#### [Entries]

+++++

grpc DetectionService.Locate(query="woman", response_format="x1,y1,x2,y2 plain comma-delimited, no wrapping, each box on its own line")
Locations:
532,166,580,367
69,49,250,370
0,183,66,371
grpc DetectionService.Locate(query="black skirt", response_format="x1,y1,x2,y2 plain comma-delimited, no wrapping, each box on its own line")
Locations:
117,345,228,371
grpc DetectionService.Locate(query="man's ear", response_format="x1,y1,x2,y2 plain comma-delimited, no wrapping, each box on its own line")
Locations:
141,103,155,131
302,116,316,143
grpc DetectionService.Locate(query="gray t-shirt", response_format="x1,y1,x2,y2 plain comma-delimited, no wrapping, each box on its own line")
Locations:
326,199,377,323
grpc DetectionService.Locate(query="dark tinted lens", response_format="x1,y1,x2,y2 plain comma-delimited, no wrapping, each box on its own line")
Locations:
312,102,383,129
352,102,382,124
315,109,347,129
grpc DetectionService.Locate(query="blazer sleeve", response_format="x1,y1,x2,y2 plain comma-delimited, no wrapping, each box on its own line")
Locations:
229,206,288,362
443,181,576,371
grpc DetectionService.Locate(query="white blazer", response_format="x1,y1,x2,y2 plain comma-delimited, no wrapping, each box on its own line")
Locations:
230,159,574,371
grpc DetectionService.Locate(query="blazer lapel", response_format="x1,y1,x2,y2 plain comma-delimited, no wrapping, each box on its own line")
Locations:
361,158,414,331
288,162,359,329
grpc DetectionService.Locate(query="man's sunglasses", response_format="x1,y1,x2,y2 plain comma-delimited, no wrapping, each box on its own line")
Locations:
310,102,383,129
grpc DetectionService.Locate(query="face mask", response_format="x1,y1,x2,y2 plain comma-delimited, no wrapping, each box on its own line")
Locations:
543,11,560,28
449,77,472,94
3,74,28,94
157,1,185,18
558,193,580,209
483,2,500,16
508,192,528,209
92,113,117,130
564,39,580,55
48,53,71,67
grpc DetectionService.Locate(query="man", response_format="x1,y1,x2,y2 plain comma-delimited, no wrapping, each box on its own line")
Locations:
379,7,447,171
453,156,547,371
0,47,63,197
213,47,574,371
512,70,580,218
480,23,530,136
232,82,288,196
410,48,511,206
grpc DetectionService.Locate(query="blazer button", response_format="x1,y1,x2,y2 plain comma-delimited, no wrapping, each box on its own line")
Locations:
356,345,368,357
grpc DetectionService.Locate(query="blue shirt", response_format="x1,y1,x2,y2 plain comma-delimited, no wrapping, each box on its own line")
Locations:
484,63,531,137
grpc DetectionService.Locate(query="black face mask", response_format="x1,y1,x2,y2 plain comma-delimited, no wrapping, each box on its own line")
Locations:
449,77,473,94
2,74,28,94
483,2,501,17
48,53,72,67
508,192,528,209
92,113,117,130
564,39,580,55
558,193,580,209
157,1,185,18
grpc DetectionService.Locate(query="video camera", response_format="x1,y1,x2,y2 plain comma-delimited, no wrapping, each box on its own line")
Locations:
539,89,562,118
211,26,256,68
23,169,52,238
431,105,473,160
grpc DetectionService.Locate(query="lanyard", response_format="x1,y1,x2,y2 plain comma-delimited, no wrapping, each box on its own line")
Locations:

+++++

Please gather every line of the listing above that contains the string "shirt".

grpc DetectionService.Locate(query="gray t-shirt", response_format="x1,y1,x2,y2 plain comma-delimited, no wrapping, each box on its own line")
grpc DetectionService.Locate(query="blue shirt", response_format="x1,y1,x2,y2 plain comma-delimited, no wrapping, each box on its own line")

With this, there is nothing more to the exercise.